§ Work to complete: Extract the full set of records that follows, word for word.

Records contained in a dataset:
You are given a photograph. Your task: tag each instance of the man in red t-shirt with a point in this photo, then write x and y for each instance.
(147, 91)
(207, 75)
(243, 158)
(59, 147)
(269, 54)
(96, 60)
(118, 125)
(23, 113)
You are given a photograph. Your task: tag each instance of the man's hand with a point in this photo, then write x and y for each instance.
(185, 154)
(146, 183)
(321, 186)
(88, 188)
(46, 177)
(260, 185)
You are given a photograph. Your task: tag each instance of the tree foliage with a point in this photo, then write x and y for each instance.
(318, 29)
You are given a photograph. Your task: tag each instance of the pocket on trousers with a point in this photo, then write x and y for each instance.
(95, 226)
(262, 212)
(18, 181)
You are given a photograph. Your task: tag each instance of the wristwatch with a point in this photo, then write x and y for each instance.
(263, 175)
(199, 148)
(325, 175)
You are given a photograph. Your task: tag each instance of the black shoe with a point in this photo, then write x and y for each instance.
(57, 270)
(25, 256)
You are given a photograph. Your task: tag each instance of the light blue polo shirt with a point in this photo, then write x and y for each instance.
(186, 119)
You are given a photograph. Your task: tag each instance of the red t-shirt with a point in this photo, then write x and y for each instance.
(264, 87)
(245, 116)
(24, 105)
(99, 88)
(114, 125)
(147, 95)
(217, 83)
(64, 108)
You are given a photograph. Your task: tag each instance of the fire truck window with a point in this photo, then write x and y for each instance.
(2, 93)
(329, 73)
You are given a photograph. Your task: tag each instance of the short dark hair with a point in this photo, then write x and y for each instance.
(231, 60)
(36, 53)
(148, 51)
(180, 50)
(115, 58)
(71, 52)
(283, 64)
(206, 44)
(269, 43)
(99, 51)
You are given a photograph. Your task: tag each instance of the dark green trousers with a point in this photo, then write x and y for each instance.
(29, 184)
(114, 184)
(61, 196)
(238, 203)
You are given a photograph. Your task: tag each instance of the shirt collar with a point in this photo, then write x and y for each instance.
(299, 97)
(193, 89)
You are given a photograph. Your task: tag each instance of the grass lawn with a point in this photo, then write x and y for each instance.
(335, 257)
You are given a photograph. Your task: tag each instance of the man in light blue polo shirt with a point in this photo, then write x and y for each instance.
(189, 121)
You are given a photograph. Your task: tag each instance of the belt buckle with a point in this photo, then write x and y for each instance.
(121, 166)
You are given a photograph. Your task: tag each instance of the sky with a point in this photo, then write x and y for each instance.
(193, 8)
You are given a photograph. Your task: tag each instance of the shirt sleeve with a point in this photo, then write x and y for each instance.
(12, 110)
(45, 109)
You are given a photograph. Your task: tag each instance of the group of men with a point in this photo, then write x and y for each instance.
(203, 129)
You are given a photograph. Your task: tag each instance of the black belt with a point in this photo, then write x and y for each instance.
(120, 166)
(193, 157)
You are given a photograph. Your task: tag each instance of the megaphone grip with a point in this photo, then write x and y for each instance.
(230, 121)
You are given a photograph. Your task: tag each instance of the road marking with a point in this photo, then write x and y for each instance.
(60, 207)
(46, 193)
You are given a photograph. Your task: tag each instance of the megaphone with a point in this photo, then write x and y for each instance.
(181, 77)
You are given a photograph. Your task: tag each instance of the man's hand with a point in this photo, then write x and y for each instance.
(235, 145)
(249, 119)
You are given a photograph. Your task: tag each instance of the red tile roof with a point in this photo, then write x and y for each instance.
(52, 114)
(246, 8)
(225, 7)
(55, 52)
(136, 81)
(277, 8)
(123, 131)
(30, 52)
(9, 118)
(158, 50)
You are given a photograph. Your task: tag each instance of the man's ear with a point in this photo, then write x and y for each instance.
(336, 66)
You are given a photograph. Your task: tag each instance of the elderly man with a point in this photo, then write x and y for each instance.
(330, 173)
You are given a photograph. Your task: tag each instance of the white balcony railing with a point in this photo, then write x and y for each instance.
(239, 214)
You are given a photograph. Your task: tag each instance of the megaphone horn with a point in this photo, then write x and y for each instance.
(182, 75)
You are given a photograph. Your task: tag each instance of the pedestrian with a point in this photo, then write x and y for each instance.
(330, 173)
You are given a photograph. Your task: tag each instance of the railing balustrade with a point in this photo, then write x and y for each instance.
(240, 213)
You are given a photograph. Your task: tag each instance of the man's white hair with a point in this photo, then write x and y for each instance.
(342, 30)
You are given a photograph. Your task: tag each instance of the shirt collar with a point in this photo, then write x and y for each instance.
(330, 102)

§ Response:
You are given a photograph. Your task: tag each instance of the man in red t-shirt with a point in this photo, then write x and y for each instance.
(147, 91)
(207, 75)
(243, 158)
(59, 147)
(269, 54)
(96, 60)
(118, 125)
(23, 113)
You are given a photograph. Your task: tag each instance of the man's hand with a point in this photo, then write x and y for each instance.
(185, 154)
(146, 183)
(321, 186)
(88, 188)
(46, 177)
(260, 185)
You are given a photograph. Your task: tag each instance of the tree foliage with a point in this photo, then write x and y for each instance.
(318, 29)
You are given a photograph. Your task: tag each instance of the pocket on trousers with a point in this photo, then write x and y for each instance.
(95, 226)
(262, 212)
(18, 181)
You are given a photograph. Your task: tag each instance of the wristwatch with a point in this photo, then write x and y for each instance.
(263, 175)
(199, 148)
(325, 175)
You are given a photograph. Your task: tag each instance of the black shoe with a point in this photo, then write x and y for each instance.
(57, 270)
(25, 256)
You are given a photograph. Your task: tag each instance of the light blue polo shirt with a point in this photo, then write x and y for each instance.
(186, 119)
You are given a photograph. Your task: tag each instance of the red t-shirt with a point in this photo, then write x and y for each instance.
(264, 87)
(245, 116)
(24, 105)
(99, 88)
(114, 125)
(147, 95)
(217, 83)
(64, 108)
You are given a photograph. Your task: tag each instance of the fire truck window with a point in this photo, then write x and y for each instance.
(2, 93)
(329, 73)
You are given a photograph. Your task: tag each instance of the short dark hair with a point in this photo, then write x and y for each instance.
(231, 60)
(36, 53)
(148, 51)
(180, 50)
(115, 58)
(71, 52)
(283, 64)
(206, 44)
(269, 43)
(99, 51)
You are given a photograph. Your task: tag each instance of the dark green trousers with a point in this photo, then write x and y for each instance.
(29, 184)
(114, 184)
(61, 196)
(238, 203)
You are given a photograph. Your task: tag each instance of the shirt collar with a point in this photo, then write x and y for each instance.
(299, 97)
(193, 89)
You are given a photograph. Your task: tag each instance of the grass lawn with a point in this photo, then write x and y for each instance.
(335, 257)
You are given a photograph. Your task: tag each instance of the man in light blue polo shirt with a point in this photo, then write x and y for each instance.
(189, 121)
You are given a photograph. Your task: tag each instance of the belt buckle with a point in this photo, then write x and y for each instance.
(121, 166)
You are given a photograph. Your task: tag each instance of the sky with a point in this photo, then write x and y for each instance.
(193, 8)
You are given a photograph. Your task: tag each instance of the shirt sleeve with a point in this photo, then write x and y for each instance.
(12, 110)
(45, 109)
You are given a photograph. Your task: tag each instance of the group of men with a point in this photo, then write x and y for each instance.
(203, 129)
You are given a photograph. Your task: tag each instance of the black belt with a point in this photo, then write x and y for each instance.
(120, 166)
(193, 157)
You are given a photograph. Your task: tag each instance of the megaphone grip with a point in this photo, then write x and y for each instance.
(230, 121)
You are given a photograph. Your task: tag each instance of the road marking with a point in this photo, then write x and y for each instance.
(60, 207)
(46, 193)
You are given a photograph. Your task: tag each instance of the megaphone with a point in this photo, then write x and y for each instance.
(181, 77)
You are given a photograph. Your task: tag each instance of the man's hand with a point in this photo, then write x and y for each instance.
(235, 145)
(249, 119)
You are given a photograph. Your task: tag each instance of the red tile roof with a point in this photo, then write x and y for each instance.
(52, 114)
(246, 8)
(225, 7)
(55, 52)
(136, 81)
(277, 8)
(123, 131)
(30, 52)
(9, 118)
(158, 50)
You are given a photograph. Your task: tag each instance of the man's ear with a point in this photo, then write x and y for each instance.
(336, 66)
You are given a photograph. Your task: tag each instance of the elderly man with a point in this photo, then write x and y for each instance.
(330, 173)
You are given a photograph. Your task: tag each instance of the white balcony railing with a point in this photo, then write x and y for each instance.
(239, 214)
You are given a photograph. Your task: tag each instance of the megaphone horn with a point in this photo, then write x and y for each instance.
(182, 75)
You are given a photograph. Your task: tag each instance of the pedestrian with a point in this photo, then write x and y for each instance.
(330, 173)
You are given a photograph. Your task: tag each instance of the railing balustrade with a point in this photo, then write x and y for each instance.
(240, 213)
You are given a photograph. Your task: tag each instance of the man's white hair with a point in this photo, then write x and y for each instance.
(342, 30)
You are given a photograph. Your task: tag each instance of the shirt collar with a point in this photo, then write x and y for each instance.
(330, 102)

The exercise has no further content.